**INPUT**
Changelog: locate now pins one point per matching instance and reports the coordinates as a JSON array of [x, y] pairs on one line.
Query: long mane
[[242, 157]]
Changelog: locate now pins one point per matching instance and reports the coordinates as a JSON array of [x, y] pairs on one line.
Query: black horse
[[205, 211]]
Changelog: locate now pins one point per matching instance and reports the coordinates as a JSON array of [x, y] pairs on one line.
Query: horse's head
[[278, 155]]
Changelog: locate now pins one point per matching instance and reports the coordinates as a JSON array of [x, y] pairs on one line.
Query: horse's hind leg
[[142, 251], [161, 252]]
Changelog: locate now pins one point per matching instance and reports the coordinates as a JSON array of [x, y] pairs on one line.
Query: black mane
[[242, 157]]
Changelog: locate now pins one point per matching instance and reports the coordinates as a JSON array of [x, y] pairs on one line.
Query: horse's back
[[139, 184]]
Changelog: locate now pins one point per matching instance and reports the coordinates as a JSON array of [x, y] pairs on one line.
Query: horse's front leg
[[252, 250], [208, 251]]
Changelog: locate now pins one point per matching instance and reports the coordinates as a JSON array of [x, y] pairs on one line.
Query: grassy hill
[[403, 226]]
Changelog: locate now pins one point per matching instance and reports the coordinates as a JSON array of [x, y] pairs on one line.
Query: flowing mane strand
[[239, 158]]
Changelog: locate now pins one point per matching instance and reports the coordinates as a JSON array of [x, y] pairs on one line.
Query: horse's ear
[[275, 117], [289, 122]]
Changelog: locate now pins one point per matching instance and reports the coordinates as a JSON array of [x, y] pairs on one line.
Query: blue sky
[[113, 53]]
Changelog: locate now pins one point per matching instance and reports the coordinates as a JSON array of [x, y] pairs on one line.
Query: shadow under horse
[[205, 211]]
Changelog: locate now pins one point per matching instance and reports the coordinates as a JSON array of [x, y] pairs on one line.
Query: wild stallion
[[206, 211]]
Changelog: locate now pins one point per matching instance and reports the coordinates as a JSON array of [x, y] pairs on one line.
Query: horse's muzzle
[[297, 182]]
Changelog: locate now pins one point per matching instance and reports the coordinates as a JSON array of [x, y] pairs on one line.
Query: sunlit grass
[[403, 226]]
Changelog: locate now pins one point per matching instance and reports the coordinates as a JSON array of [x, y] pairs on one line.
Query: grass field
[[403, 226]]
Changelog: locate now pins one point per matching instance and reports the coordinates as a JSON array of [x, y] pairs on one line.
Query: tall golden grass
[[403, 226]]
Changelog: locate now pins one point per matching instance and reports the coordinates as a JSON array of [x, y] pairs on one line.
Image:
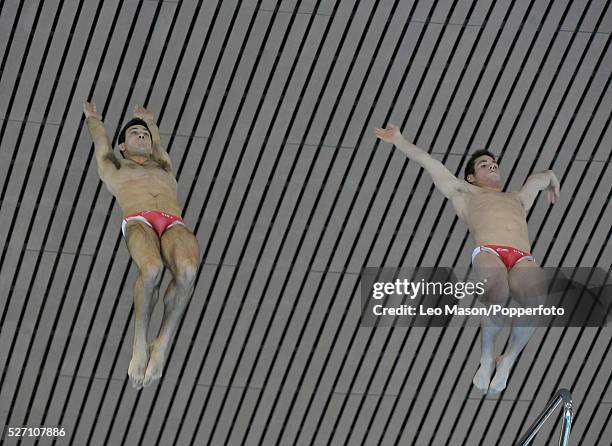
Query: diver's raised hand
[[143, 113], [391, 134]]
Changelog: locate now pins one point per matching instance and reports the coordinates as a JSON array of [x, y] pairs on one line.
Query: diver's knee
[[150, 271], [186, 271]]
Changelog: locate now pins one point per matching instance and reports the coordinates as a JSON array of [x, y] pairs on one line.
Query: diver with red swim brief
[[509, 255], [158, 220]]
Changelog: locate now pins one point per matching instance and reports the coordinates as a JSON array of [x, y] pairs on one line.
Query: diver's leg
[[528, 286], [490, 270], [181, 254], [143, 245]]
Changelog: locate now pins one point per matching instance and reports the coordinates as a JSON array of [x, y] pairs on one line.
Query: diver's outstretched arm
[[105, 158], [444, 180]]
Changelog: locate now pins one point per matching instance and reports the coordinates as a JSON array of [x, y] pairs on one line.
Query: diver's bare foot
[[155, 367], [483, 375], [502, 371], [138, 365]]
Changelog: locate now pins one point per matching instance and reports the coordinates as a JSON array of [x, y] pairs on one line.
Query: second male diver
[[497, 222], [146, 190]]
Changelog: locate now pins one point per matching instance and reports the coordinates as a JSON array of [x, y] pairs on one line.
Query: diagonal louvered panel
[[267, 109]]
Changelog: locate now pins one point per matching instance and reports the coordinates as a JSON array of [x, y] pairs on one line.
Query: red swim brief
[[507, 254], [158, 220]]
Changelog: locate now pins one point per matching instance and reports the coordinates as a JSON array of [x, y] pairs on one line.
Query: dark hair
[[131, 123], [469, 168]]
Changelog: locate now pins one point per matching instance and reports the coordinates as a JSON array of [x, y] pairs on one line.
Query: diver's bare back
[[493, 217], [145, 187]]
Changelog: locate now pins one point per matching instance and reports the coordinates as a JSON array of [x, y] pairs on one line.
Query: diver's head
[[135, 139], [482, 170]]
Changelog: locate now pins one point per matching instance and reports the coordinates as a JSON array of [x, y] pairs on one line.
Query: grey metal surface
[[267, 111]]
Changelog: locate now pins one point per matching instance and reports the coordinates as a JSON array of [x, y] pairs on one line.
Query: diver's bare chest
[[502, 202], [149, 174]]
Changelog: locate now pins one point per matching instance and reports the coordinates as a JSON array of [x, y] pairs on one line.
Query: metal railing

**WHAT YOU WILL DO**
Repeat all the data as it stands, dropping any images it holds.

**ANSWER TO THIS EXERCISE**
Changelog: locate now pins one point per matching instance and reports the coordinates as a JSON array of [x, y] pairs on one line.
Query: long mane
[[242, 157]]
Changelog: locate now pins one point per matching instance and reports the coordinates as a JSON array of [x, y] pairs on one line.
Query: black horse
[[205, 211]]
Changelog: locate now pins one point per matching instance and reports the coordinates as a JSON array of [x, y] pairs on one line.
Query: horse's head
[[278, 155]]
Changelog: locate now pins one point per matching instance and reports the coordinates as a JSON array of [x, y] pairs on one line.
Query: horse's hind leg
[[142, 251], [161, 252]]
Changelog: locate now pins one point per matching instance and reports the coordinates as a JSON array of [x, y] pairs on one line.
Query: black mane
[[242, 157]]
Changelog: locate now pins one point per matching instance and reports the coordinates as a JSON array of [x, y] pairs on one line.
Query: horse's back
[[139, 184]]
Changelog: locate now pins one point per matching instance and reports the coordinates as a JSON array of [x, y] pairs on one line.
Query: horse's front leg
[[252, 250], [208, 251]]
Changelog: locate now pins one point per matching instance and reports the coordinates as a JSON array of [x, y] pairs on one line.
Query: grassy hill
[[403, 226]]
Changelog: locate now pins one point per matching instance and reports the coordinates as a JSON array of [x, y] pairs on one line.
Query: flowing mane strand
[[239, 158]]
Changelog: locate now pins one point per matching instance and reports the coordinates as a JSON array of [x, y] pairs on one line.
Query: horse's ear
[[275, 117], [289, 122]]
Changelog: locate now pins one point per matching instance and reports the coordinates as a JSON array of [x, y] pairs on one line.
Query: blue sky
[[113, 53]]
Changelog: locate now pins one point per matching instance and reports the coordinates as a JSON array of [x, y] pairs on one line.
Query: shadow under horse
[[205, 211]]
Changelog: locate now pins one point per matching instance and reports the coordinates as a JSON array of [x, y] pairs on one line.
Query: wild stallion
[[206, 211]]
Changelog: locate now pins one point per matching instance and reports the coordinates as a JSON array of [x, y] pairs on one line.
Query: horse's muzzle
[[297, 182]]
Changelog: locate now pins one point per matching instance and reports the coordinates as a JSON array of [x, y] pairs on one line.
Query: sunlit grass
[[403, 226]]
Changelog: locate now pins one point per matching instance and reports the coordinates as a JSON array of [x, y] pairs on one line.
Query: grass field
[[403, 226]]
Changelog: locate now pins one point per matching instance and reports the coordinates as a JSON array of [x, y] pairs on one line.
Query: tall golden grass
[[403, 226]]
Changelog: locate now pins one point per matching instance and reports the coordinates as a JSON array of [x, y] pairs on one line.
Image:
Query: diver's raised hand
[[143, 113], [391, 134]]
Changelog: locate now pins one point per matching instance and reports the coordinates as a JSON array of [x, y] pairs on one line.
Query: diver's knee
[[150, 271], [186, 271]]
Changelog: locate now pins one point per matching instance and reports the coordinates as a JSON array of [x, y] pairs on one line.
Query: diver with red swim brief
[[509, 255], [158, 220]]
Changelog: locate now pins one point per matching instance and reports the coordinates as a JSON array of [x, y] pairs on one line.
Query: diver's leg
[[528, 286], [490, 270], [181, 254], [143, 245]]
Changelog: locate now pins one point per matching instance and reports the coordinates as a JSON array of [x, y] pairs on one line.
Query: diver's outstretched arm
[[105, 158], [444, 180]]
Changelog: locate now pins one point per matching instance and reports the coordinates as a JSON array of [x, y] pairs on one line.
Query: diver's bare foot
[[155, 367], [483, 375], [502, 371], [138, 365]]
Changelog: locate now pins one point per matching instance and reports the coordinates as a JSON array of [x, y] pairs on one line.
Query: second male diver
[[497, 222], [146, 190]]
Changelog: locate now pins one point per matching instance and reports the coordinates as a JSON array of [x, y] pairs on one line.
Query: diagonal louvered panel
[[267, 109]]
Changelog: locate now pins one point per matching instance and reports the coordinates as a JSON array of [x, y] pairs on one line.
Query: red swim brief
[[507, 254], [158, 220]]
Changelog: locate now pins one point per matching instance and reports the coordinates as a JSON array of [x, y] pairs on one line.
Query: dark hair
[[131, 123], [469, 168]]
Changelog: locate now pins one point per matching instance and reports the coordinates as a JSON array of [x, y] pairs on one line.
Query: diver's bare back
[[493, 217], [145, 187]]
Changelog: locate now pins one point per matching instance and reports the coordinates as a JSON array of [x, y] pairs on one line.
Query: diver's head
[[135, 139], [482, 170]]
Changelog: locate now pins one point per matching instance and reports the coordinates as a JSON array of [x, y] pairs on one line.
Query: grey metal surface
[[267, 111]]
Changelog: locate now pins one point per matching instance and reports the coordinates as a JSON array of [x, y] pairs on one line.
Query: diver's bare chest
[[502, 202], [149, 174]]
Changelog: locate now pins one point per matching instance and reports the coordinates as a JSON array of [x, y] pairs on one line.
Query: metal railing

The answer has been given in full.